* Quoted text:
On 3/31/06 1:13 AM, “Tom M.” [email protected] wrote:
So, -n 10 would allow 1 Rails requests, and 9 concurrent “other”
requests.
Yes, this is true. Here’s a concrete example. Let’s say you do a -n of
4
(which is really too low) and you have one Rails controller/action
that
takes 1 minute. Here’s a faked timeline:
Activity
1 Enters mongrel, sends header (thread switch)
2 Enters mongrel, sends header, locks rails, routed to
controller/action
2 Processes for 60 seconds.
1 Held in queue waiting for #2
3 Enters mongrel, sends header, gets parsed. Blocked by #2.
4 Enters mongrel, sends header, gets parsed. Blocked by #2.
5 Enters mongrel, count of concurrent is > 4, close socket.
6 Enters mongrel, count of concurrent is > 4, close socket.
2 Finishes, releases Rails lock.
1 Gets Rails lock, routed to controller/action.
2 Response goes out (notice that locking isn’t stopping the response).
3 Blocked by #1 now.
4 Blocked by #1 now.
The numbers are just request/client numbers to show you how they’d
interact.
In general the only thing that’s locked is Rails. Every other part of
Mongrel is as thread safe as Ruby allows. This is why if you have a
bunch
of long running requests you’ll need a larger number of backend mongrel
handlers to deal with it.
Now, let’s look at your other problem of having a rails controller call
back
onto the same mongrel rails again. Rails is locked and you’re
processing
that request. Inside this locked request you then do another request
back
to rails. This request comes in, gets to the lock, and stops. You’ve
basically created a deadlock since your controller/action is waiting on
your
HTTP client to finish, but the HTTP client can’t finish until the
controller/action exits.

* Data listing:
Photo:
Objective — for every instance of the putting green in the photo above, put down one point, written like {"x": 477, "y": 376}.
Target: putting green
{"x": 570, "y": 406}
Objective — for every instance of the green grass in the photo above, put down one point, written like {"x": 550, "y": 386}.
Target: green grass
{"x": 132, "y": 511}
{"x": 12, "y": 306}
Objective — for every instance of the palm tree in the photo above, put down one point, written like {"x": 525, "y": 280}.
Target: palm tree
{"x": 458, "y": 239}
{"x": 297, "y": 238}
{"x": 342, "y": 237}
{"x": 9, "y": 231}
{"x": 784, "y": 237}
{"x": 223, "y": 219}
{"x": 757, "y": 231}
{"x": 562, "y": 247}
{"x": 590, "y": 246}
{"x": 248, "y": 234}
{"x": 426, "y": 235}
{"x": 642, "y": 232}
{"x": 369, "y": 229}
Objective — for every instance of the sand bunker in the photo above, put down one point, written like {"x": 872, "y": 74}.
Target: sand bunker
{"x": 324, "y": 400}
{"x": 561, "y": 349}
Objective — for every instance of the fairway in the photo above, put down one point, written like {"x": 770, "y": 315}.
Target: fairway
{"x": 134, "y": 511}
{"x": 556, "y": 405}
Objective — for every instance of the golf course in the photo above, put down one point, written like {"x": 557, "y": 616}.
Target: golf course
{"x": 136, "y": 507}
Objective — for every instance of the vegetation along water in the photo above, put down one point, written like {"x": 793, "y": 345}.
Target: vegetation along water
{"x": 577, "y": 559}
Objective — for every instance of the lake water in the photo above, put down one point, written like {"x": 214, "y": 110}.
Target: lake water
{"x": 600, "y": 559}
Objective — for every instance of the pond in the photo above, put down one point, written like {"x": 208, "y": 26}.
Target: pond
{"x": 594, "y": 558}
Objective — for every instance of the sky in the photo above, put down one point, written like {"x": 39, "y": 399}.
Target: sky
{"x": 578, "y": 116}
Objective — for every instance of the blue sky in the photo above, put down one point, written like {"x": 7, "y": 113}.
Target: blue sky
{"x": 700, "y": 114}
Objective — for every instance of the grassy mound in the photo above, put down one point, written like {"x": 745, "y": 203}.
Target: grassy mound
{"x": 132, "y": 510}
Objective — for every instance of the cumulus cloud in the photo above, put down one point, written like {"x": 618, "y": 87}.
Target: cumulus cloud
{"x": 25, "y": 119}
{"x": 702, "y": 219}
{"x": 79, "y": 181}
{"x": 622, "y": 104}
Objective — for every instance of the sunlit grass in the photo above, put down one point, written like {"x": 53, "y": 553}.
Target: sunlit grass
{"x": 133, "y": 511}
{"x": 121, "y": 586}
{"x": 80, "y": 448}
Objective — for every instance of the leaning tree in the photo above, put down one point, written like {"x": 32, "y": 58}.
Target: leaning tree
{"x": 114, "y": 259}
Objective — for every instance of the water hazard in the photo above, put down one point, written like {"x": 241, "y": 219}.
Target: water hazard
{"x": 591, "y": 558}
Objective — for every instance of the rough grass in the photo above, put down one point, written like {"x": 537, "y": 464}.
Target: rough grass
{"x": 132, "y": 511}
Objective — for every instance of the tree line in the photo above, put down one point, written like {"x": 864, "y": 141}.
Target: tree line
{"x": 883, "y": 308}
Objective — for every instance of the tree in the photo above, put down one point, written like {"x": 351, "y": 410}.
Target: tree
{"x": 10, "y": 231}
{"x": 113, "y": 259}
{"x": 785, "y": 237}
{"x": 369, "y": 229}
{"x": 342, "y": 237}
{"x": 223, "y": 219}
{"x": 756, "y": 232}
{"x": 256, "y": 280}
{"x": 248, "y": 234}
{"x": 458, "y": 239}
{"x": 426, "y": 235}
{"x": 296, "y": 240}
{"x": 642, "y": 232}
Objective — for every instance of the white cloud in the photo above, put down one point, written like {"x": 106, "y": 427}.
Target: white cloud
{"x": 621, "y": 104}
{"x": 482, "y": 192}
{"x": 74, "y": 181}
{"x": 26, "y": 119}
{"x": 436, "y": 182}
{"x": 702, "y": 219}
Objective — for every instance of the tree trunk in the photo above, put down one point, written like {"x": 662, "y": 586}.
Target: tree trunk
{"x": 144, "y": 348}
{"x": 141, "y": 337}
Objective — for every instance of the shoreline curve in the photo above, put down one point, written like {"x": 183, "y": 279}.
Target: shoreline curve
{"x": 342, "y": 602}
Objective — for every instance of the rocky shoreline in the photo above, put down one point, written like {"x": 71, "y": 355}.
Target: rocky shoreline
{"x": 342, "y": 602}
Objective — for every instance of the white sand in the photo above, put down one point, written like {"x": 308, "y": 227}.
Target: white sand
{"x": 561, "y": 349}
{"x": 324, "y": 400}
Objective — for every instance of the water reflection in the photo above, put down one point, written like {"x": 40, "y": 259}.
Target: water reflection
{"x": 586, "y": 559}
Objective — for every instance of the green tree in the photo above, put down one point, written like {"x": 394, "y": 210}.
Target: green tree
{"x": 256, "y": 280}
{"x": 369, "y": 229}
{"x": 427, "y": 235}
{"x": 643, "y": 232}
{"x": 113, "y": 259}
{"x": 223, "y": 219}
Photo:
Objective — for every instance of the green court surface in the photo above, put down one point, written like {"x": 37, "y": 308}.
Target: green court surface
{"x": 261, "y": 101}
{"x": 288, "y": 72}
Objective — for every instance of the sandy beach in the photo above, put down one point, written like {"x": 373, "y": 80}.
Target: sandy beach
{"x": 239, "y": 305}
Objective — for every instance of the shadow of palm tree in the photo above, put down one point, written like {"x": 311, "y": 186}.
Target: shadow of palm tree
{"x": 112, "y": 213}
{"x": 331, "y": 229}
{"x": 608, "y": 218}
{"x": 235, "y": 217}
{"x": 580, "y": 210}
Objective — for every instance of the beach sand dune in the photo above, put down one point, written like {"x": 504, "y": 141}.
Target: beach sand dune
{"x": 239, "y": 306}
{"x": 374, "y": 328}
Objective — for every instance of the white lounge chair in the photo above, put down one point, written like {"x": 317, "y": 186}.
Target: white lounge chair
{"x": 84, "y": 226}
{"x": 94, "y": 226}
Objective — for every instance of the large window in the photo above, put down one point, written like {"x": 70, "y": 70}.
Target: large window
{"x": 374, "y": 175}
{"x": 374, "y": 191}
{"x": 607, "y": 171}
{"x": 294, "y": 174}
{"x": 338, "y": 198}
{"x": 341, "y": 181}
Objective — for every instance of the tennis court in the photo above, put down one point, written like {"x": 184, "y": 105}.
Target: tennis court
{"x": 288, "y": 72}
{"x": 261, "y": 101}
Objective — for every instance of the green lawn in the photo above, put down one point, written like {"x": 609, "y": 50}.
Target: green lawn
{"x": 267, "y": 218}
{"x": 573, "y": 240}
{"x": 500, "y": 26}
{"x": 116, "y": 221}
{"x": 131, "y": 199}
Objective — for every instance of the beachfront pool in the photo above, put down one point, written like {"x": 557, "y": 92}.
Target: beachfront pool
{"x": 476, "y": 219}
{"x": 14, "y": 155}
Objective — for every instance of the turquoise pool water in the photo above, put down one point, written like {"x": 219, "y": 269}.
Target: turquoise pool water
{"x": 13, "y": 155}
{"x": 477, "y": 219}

* Aim:
According to the mailing-list reply about Mongrel, what is the only thing that is locked?

* Reply to the exercise:
Rails